Surabaya. Cakrawalanews.co – Komisi B Dewan Perwakilan Rakyat Daerah (DPRD) Jawa Timur menyesalkan kewenangan terkait wilayah zonasi wilayah 0 – 12 mil laut yang seharusnya masuk ke Jatim tapi kenyataannya dilapangan oleh diambil pemerintah pusat melalui Pemerintah. Mulai dari perzinan kapal hingga proses penangkapan ikan diambil oleh pusat.

────────────────

_YANG DIKERJAKAN:_
Tentukan apakah tiap pernyataan berikut sesuai dengan berita tentang zonasi laut Jawa Timur: (a) Komisi B DPRD Jawa Timur menyesalkan soal kewenangan wilayah zonasi laut, (b) perizinan kapal tetap berada di tangan Jawa Timur, (c) wilayah zonasi yang dibahas mencakup 0 sampai 20 mil laut. Jawab ya atau tidak untuk masing-masing, disertai kutipan kata-kata penentunya dari berita itu. Gunakan teks di atas sebagai satu-satunya sumber.

────────────────

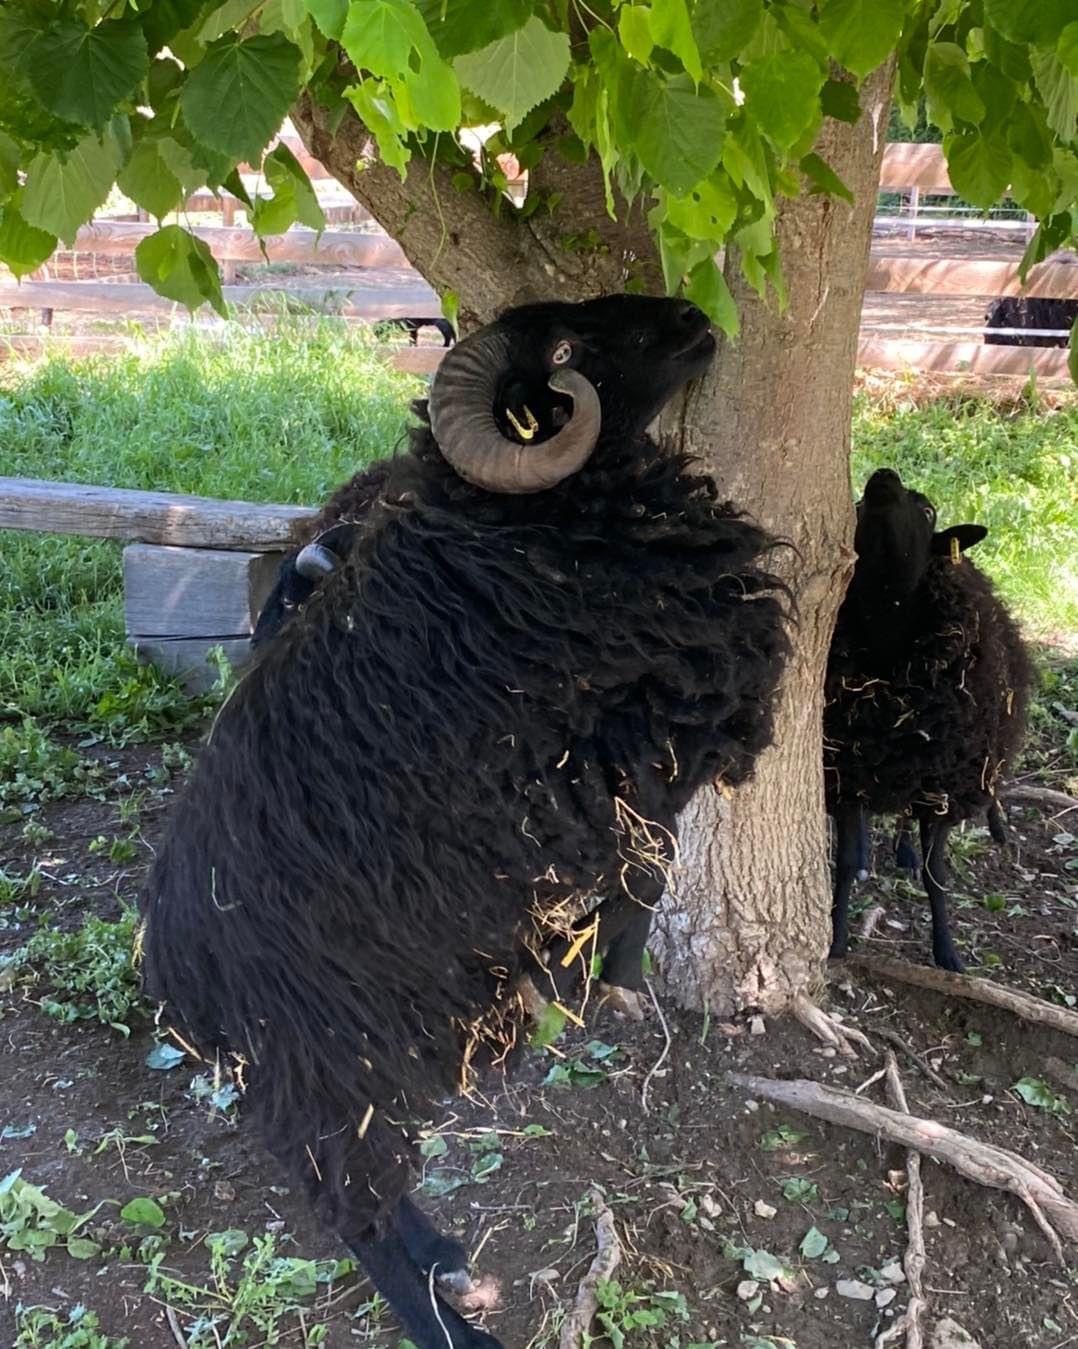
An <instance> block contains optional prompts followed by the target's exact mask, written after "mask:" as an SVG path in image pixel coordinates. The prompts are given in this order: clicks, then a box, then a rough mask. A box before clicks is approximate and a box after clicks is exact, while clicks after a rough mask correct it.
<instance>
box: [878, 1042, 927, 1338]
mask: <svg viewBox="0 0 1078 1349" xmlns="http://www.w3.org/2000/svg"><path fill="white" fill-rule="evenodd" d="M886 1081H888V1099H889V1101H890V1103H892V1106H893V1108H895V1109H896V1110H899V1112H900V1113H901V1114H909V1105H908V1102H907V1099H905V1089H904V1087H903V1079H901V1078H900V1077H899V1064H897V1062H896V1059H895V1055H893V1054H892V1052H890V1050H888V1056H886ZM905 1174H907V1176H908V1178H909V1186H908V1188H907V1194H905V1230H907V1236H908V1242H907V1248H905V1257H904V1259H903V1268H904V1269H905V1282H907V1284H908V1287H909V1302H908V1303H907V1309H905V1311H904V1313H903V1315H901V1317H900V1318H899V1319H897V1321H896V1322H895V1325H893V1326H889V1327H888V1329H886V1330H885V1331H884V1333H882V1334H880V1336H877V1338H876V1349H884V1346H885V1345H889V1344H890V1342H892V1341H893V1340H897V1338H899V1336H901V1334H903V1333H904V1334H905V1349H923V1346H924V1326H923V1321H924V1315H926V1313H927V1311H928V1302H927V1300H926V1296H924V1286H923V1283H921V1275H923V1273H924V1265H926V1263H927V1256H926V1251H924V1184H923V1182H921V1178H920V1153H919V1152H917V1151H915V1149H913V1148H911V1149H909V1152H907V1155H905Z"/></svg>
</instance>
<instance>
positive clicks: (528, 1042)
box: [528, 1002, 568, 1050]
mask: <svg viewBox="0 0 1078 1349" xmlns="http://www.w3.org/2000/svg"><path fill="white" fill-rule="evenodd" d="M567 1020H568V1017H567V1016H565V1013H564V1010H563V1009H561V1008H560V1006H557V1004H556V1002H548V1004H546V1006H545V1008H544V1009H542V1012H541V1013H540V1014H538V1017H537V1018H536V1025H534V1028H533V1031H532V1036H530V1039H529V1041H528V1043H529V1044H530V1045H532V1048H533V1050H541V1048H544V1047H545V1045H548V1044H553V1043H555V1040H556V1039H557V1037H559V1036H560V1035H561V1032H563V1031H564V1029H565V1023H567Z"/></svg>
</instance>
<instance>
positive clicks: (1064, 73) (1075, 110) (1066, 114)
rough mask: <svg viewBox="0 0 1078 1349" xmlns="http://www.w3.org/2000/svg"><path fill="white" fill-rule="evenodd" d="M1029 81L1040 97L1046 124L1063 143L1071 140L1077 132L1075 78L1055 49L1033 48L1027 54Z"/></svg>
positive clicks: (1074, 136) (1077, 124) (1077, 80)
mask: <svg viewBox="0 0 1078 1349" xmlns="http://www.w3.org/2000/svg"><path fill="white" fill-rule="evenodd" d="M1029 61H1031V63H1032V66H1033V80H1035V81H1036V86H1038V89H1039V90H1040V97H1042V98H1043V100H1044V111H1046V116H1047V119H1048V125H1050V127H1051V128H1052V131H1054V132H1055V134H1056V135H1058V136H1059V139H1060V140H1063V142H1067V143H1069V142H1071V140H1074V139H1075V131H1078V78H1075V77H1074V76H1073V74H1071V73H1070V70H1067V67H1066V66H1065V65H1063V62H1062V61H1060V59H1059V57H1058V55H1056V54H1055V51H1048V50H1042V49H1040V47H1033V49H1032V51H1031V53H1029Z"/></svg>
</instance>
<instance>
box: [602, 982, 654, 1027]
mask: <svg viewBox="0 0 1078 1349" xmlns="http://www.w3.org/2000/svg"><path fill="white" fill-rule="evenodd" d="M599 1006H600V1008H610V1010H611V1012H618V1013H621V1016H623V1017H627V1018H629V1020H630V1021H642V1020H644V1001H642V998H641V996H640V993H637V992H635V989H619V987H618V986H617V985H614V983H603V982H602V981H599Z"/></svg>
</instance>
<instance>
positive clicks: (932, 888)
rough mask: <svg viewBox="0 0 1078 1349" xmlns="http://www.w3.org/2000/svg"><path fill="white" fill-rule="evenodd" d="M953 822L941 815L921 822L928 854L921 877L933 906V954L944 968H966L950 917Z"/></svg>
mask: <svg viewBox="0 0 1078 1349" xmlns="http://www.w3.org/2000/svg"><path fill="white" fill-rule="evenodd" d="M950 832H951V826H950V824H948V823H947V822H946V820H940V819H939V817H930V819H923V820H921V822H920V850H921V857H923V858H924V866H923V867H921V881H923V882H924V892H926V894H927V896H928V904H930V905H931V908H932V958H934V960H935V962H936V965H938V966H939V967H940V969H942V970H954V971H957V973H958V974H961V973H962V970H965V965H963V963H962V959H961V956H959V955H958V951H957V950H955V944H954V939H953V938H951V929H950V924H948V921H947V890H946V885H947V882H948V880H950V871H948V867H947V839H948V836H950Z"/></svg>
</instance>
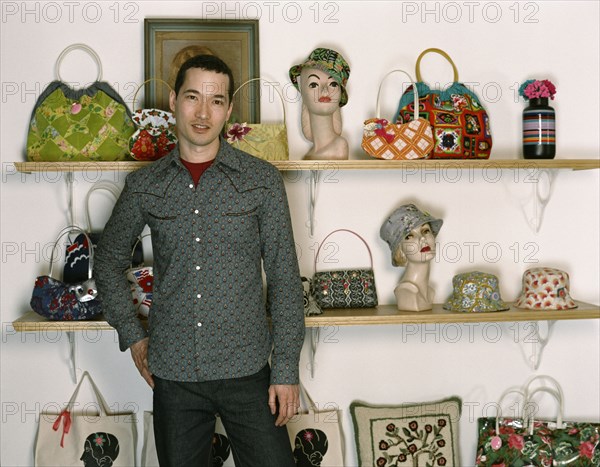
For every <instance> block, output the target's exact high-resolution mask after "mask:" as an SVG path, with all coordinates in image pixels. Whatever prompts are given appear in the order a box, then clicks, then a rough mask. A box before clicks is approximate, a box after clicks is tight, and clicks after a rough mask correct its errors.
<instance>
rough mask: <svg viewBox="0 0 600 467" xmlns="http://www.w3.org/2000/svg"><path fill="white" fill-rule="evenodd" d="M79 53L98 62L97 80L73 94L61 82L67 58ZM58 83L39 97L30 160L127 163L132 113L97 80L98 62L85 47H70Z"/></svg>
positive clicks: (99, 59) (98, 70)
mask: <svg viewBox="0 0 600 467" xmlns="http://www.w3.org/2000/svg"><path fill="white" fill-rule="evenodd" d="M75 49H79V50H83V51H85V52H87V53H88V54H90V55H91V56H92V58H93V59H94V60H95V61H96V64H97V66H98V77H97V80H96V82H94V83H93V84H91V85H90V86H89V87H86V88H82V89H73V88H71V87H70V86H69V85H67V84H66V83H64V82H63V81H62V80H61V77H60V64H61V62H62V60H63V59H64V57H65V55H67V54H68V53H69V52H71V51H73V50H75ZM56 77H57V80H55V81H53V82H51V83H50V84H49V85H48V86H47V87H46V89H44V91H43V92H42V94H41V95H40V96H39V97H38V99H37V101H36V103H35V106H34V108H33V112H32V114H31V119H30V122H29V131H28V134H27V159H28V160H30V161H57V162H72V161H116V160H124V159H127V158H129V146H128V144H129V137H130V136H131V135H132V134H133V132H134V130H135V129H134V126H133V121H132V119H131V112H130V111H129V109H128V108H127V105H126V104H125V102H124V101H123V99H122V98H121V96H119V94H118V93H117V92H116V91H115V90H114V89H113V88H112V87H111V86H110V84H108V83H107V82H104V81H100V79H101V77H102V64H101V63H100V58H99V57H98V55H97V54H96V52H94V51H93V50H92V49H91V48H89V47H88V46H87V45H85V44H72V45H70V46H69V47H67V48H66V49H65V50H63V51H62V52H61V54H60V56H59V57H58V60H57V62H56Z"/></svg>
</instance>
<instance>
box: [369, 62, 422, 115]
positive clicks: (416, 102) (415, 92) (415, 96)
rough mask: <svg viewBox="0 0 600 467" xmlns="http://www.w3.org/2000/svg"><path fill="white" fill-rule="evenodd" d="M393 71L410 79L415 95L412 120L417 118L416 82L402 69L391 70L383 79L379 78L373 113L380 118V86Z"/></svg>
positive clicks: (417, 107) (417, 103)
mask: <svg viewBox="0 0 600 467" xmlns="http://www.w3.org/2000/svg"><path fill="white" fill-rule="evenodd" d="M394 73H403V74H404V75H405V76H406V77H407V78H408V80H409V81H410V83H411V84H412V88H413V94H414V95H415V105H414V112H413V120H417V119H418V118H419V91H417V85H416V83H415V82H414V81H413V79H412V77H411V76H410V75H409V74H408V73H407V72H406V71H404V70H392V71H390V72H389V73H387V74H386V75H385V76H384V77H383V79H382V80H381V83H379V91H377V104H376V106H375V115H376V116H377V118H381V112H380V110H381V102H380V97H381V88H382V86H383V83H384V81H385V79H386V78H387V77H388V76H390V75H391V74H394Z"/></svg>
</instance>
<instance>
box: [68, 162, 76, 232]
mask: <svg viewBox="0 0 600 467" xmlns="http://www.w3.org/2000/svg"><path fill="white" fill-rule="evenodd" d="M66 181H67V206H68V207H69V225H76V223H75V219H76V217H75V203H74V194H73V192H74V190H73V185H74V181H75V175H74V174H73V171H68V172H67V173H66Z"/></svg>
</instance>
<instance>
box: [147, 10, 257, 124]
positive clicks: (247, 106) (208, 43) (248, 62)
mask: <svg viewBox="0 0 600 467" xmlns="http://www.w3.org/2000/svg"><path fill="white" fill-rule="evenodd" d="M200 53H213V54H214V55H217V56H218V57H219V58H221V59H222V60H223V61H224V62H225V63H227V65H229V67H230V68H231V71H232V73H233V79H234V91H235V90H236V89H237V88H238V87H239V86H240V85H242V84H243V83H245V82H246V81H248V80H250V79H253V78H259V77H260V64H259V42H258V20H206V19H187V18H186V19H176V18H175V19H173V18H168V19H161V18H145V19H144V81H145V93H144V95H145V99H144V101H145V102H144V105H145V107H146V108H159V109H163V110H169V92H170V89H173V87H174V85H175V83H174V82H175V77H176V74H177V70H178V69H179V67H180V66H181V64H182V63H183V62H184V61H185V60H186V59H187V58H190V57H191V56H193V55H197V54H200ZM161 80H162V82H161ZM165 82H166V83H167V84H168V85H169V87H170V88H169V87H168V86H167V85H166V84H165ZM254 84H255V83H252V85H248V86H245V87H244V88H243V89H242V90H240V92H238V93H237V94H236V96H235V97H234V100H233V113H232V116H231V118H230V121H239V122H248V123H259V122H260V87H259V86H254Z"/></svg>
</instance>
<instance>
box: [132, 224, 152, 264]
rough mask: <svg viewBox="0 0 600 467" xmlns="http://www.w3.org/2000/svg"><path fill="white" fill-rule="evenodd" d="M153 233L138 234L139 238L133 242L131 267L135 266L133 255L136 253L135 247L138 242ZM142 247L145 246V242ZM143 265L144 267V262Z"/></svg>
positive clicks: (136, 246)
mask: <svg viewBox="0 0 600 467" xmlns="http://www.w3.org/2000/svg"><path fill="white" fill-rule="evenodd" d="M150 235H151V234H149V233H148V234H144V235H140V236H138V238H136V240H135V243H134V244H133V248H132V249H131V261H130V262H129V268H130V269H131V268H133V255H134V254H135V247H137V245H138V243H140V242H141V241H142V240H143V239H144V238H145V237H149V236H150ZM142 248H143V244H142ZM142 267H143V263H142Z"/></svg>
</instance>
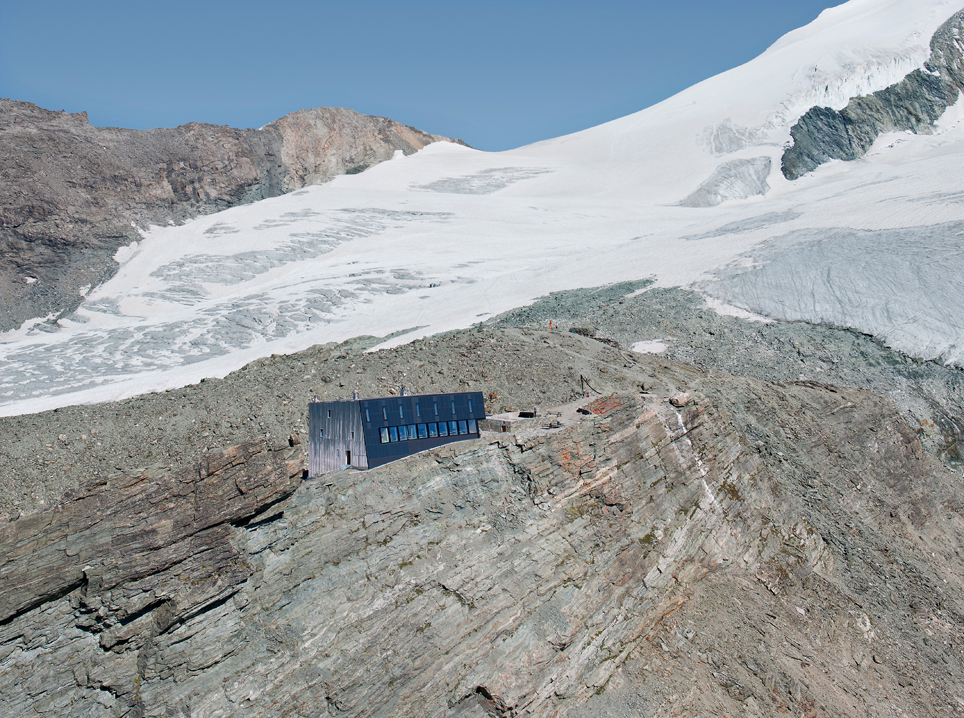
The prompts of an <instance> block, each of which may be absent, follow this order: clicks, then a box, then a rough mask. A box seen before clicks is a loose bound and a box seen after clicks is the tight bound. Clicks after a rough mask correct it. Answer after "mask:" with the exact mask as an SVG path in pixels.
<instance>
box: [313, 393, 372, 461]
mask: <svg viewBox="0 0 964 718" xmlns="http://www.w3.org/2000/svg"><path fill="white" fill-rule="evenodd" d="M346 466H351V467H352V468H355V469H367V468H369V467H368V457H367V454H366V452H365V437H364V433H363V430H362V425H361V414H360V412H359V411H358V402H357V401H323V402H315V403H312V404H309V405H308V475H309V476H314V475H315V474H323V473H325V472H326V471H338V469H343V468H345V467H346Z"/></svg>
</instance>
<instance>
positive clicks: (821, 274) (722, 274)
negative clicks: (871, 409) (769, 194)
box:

────────────────

_HASIL TUGAS:_
(a) Ya: "Komisi B Dewan Perwakilan Rakyat Daerah (DPRD) Jawa Timur menyesalkan kewenangan terkait wilayah zonasi"
(b) Tidak: "Mulai dari perzinan kapal hingga proses penangkapan ikan diambil oleh pusat."
(c) Tidak: "wilayah zonasi wilayah 0 – 12 mil laut"